*Record excerpts:*
========================================

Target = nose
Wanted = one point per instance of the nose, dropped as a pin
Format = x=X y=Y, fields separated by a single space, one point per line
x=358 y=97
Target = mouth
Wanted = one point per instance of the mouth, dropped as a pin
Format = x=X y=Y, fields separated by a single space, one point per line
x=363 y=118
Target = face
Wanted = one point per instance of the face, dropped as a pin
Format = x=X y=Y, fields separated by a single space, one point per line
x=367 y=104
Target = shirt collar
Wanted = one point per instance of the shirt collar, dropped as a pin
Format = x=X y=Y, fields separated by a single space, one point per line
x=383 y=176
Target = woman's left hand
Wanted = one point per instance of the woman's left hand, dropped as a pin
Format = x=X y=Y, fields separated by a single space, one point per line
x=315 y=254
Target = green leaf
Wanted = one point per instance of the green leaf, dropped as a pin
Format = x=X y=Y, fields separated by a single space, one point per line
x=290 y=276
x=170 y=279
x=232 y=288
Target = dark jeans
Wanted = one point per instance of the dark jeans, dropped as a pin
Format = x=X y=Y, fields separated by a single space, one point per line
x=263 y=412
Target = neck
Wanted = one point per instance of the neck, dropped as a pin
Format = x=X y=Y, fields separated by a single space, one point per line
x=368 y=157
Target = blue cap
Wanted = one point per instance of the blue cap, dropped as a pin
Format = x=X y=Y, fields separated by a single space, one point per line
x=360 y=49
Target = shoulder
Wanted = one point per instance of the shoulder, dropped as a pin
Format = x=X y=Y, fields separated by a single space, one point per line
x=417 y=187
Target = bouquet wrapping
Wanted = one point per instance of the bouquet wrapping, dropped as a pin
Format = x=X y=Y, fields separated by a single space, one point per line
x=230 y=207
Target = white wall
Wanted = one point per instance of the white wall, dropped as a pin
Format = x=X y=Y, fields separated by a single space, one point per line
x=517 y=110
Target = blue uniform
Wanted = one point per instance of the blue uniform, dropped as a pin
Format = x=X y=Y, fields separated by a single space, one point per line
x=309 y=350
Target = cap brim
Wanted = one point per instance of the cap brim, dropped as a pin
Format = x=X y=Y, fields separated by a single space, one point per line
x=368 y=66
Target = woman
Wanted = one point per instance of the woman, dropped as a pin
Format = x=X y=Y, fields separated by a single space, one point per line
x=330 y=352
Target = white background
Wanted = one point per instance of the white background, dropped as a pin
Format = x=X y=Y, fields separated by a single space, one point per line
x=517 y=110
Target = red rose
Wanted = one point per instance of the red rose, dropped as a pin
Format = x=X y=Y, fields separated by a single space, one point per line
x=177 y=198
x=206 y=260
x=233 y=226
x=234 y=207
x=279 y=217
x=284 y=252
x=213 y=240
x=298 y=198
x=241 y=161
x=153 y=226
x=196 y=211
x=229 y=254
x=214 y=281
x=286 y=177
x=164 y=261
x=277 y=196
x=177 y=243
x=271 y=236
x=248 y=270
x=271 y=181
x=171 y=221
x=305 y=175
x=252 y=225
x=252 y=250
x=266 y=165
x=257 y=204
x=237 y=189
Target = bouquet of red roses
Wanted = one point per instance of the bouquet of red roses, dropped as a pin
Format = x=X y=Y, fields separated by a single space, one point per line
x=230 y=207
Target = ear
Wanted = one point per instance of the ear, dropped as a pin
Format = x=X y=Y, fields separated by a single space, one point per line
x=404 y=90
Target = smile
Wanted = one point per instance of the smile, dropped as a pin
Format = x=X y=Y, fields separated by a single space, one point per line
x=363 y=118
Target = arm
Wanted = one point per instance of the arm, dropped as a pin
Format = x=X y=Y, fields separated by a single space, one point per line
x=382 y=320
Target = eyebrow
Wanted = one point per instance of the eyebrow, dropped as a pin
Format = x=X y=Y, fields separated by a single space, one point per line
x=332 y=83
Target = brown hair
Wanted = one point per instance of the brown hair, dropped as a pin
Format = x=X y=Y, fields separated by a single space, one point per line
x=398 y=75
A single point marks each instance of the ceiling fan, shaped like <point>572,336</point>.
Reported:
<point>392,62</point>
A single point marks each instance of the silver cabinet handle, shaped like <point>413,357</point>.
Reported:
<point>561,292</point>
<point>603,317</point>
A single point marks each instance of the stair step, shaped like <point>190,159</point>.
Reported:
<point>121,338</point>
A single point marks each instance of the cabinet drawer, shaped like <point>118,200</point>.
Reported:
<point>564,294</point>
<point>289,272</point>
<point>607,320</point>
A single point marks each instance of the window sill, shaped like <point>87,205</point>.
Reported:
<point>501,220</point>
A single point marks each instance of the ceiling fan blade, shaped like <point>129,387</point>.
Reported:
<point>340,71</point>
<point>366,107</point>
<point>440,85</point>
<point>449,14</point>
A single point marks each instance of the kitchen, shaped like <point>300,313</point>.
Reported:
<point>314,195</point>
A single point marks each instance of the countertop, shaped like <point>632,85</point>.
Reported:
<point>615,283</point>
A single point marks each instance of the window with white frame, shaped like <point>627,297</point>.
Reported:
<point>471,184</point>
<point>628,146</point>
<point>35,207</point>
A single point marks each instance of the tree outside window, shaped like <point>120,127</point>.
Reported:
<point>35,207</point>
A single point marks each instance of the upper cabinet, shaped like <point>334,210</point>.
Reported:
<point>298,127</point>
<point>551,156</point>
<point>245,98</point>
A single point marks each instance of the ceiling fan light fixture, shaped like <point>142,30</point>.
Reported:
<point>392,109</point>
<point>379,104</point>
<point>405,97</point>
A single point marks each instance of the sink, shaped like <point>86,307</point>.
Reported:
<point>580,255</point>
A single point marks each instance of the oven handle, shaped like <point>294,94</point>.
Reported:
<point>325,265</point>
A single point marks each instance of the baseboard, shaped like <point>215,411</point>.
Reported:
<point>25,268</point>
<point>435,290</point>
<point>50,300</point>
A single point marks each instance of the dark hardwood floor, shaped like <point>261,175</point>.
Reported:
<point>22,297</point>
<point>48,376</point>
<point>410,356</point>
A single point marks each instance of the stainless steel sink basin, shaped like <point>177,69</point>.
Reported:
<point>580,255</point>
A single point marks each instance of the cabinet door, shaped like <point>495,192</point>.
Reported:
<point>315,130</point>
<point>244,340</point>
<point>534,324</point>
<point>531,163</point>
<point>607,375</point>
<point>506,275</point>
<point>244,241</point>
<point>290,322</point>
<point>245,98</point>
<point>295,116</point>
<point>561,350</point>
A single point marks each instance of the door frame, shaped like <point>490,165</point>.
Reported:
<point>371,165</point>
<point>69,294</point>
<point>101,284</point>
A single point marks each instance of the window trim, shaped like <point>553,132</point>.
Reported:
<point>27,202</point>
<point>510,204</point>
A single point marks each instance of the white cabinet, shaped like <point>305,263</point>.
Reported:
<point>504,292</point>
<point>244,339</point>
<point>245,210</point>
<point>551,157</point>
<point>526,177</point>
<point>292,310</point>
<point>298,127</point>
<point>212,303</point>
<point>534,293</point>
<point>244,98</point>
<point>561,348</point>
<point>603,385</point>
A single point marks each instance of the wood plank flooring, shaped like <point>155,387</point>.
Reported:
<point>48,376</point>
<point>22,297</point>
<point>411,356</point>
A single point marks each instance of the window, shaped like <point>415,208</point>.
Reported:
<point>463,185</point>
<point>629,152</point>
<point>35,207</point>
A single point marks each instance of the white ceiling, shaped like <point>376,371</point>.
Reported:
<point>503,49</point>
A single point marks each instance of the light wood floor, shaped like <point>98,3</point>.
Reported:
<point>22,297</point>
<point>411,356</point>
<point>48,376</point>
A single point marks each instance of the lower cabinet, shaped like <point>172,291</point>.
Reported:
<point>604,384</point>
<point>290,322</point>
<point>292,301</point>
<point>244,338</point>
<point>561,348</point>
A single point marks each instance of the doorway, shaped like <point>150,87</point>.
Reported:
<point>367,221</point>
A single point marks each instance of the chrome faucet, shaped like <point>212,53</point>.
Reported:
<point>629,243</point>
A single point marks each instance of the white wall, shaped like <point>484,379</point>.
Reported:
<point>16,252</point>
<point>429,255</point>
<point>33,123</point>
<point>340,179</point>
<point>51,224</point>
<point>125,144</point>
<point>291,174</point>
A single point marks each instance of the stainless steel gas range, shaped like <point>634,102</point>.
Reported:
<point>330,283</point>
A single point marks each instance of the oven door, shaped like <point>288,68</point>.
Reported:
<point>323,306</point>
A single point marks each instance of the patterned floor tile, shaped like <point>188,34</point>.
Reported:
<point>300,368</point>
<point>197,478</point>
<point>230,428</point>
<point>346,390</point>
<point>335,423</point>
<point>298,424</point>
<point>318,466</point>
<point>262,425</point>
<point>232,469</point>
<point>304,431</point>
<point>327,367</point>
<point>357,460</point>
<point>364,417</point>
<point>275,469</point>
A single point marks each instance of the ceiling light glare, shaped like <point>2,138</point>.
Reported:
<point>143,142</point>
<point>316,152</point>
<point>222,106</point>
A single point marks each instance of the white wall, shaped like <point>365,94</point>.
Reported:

========================================

*What you need to do:* Report, for the data above, every line in which the string "sink" appears.

*Answer to this problem:*
A single point marks each instance of the sink, shaped like <point>86,307</point>.
A single point marks each instance of the stainless steel sink basin, shaped like <point>177,69</point>.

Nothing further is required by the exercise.